> [EXCERPT]
+ + + +

I'm a gigolo, always on the go
Every time I turn around, I got another show...
That’s
why I need a Chia Britney. Some of us have to work, Stephen Amell from "Green Arrow", does that even compute? You’re a sexy piece of shit Stephen Amell. Anyway when someone like me has a real job from
which I return home, I want to be greeted properly. I want something in my
living room that is both a novelty conversation item, as well as a way to
remind me that all celebrities, from “A” list to the imaginary “F” list I just
invented for fuck face Amell, eventually falls from grace. They go crazy,
get fat, are Mel Gibson or die.
Will Eventually Become
As comforting as that is. It isn't enough.
Enter Chia Britney.
Ch-Ch-Ch-Charged with Hit and Run in 2007.
Chia
Britney was invented by someone who is right below genius level intellect but
above Ben Stein. Here it is in its simplistic perfection. It’s a clay head that
looks like Britney Spears, and it’s a Chia pet. That’s it! Isn't that fucking
amazing? Maybe you aren't getting the subtle beauty of Chia Britney.
There's way too much Mel Gibson in that Sinéad O'Connor.
Let’s say
I come home and I’m feeling pretty good. The office slut offered me
serious herpes by as asking me out for drinks. I stare at Chia Britney and blast “Womanizer” all over my fucking apartment because I’m sexy as hell
and Chia Britney will celebrate that fact.
Conversely,
let’s say I come home after a twelve year old boy felt me up on some form of
public transit. Let’s say instead of reacting I just froze. I didn't know if
this situation was my responsibility as an adult to like, push him away and
explain I’m not looking for a jimmy dean sausage in my life right now. I wasn't sure if I’m allowed to hit him because he’s gay and twelve. So I’m all fucked
up and feeling dis-empowered I get home and weep in the shower.

+ + + +

> [DATASET RECORDS]
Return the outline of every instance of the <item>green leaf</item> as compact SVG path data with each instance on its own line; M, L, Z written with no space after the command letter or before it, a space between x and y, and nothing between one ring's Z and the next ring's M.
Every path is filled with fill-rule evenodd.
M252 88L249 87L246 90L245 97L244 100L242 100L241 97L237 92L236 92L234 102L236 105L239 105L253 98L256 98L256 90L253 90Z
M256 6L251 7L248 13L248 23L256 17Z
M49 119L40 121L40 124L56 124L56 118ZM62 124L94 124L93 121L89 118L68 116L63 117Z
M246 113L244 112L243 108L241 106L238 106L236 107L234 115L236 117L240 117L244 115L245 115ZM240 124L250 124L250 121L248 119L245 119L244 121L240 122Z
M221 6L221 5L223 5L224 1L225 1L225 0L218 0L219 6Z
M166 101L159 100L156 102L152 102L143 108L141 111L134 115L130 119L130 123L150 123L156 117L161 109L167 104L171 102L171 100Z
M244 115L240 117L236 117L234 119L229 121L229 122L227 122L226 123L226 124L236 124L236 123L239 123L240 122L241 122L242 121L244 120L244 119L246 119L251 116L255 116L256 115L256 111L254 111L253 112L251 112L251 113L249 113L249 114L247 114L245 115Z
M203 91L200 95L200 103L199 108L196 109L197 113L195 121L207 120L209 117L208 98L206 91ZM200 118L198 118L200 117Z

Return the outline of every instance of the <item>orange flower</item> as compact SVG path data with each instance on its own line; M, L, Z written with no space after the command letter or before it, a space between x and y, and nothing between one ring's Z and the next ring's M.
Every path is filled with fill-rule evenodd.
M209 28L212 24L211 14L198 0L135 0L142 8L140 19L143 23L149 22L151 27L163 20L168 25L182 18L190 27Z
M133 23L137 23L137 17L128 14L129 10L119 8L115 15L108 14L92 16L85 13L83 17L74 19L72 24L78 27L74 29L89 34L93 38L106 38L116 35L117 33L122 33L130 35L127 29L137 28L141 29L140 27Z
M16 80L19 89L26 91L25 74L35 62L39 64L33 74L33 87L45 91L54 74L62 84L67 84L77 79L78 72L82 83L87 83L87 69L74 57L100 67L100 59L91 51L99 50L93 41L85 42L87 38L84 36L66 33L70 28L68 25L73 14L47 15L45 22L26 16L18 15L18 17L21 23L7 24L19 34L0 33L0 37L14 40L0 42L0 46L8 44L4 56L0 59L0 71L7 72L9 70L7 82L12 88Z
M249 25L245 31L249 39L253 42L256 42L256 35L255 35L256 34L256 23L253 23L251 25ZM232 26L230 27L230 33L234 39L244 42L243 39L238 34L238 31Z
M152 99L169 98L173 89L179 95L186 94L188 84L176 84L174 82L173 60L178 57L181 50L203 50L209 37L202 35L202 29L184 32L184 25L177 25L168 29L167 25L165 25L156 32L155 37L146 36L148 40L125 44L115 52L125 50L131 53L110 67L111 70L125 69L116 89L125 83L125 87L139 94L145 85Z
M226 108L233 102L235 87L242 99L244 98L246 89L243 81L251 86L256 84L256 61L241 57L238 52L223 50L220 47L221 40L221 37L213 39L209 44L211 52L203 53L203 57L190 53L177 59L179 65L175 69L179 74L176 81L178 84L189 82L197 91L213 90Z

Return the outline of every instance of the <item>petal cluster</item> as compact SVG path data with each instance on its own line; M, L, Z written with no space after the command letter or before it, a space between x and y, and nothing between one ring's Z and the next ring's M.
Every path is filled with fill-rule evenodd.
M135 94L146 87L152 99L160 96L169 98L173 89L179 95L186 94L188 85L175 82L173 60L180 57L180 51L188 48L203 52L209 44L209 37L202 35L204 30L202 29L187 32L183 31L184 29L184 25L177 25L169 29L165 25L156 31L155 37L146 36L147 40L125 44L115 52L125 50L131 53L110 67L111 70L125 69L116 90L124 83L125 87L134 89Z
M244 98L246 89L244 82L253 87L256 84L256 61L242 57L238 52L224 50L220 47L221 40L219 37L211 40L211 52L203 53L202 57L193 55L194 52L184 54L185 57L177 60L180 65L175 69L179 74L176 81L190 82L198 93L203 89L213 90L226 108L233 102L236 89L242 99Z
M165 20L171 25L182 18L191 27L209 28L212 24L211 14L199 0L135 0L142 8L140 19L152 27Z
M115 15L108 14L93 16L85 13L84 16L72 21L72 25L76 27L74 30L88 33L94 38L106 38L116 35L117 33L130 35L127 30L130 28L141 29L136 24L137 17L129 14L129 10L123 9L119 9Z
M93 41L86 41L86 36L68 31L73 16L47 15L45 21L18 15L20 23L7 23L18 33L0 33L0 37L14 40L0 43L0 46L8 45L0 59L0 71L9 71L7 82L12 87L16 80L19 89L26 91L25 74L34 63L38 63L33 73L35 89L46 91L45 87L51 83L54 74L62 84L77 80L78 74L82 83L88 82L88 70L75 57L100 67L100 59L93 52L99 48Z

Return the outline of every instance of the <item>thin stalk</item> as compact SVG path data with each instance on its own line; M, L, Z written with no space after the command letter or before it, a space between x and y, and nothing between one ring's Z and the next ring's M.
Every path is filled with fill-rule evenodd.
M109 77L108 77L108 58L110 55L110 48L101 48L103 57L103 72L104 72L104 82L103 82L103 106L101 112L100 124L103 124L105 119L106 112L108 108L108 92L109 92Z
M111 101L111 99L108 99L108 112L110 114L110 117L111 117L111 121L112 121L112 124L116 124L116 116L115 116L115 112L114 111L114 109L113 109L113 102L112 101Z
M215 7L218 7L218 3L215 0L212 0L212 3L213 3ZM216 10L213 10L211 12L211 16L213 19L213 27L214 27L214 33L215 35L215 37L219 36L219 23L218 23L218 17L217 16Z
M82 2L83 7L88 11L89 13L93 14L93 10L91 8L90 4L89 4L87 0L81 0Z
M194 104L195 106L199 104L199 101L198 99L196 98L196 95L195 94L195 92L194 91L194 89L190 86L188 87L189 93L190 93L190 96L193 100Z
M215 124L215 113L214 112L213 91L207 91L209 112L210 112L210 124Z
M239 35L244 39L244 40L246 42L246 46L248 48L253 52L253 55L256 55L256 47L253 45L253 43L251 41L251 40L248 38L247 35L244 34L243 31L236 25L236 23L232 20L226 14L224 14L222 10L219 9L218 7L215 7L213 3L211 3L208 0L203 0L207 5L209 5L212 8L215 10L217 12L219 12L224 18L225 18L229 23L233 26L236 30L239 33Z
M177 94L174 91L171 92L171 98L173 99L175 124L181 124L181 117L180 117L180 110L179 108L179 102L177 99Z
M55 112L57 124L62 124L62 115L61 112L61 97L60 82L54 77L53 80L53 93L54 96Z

+ + + +

> [REQUIREMENTS]
A) Reproduce the Chia Britney post word for word, starting with "There's way too" and going on through "celebrate that fact.".
B) Carry on the Chia Britney post from the point where it stops.

> [OUTPUTS]
A)
There's way too much Mel Gibson in that Sinéad O'Connor.
Let’s say
I come home and I’m feeling pretty good. The office slut offered me
serious herpes by as asking me out for drinks. I stare at Chia Britney and blast “Womanizer” all over my fucking apartment because I’m sexy as hell
and Chia Britney will celebrate that fact.

B)
Once I step out
feeling as refreshed as one can feel after getting the “Tokyo Handshake” from a
preteen. Then what? That’s easy: I crank “Stronger” and shave Chia Britney’s
head bald as a statement.
Something something Stronger... Something *mumble* Survivor...*mumble...
Do you
see? Do you see how brilliant Chia Britney is? YOU SHAVE HER FUCKING HEAD
BECAUSE SHE’S A CHIA PET!!! Remember that? Remember K-Fed?
Yo stop cryin'! Where the fuckin' Brawny towels at, B?
God, I’m so pumped right
now. This is a product made by a person who knows the inner me like no woman
who fingered me ever could. This person knew somewhere out there, someone was
unhappy about their body, and supplied that lost, pale soul with Chia Britney.
Long story short I’m over Stephen Amell but to do so I had to create an
unhealthy interest with Britney Spears. That said at least I moved up to “B”
list celebrity obsession.
No regrets showing in this pictures. None. Zero regrets.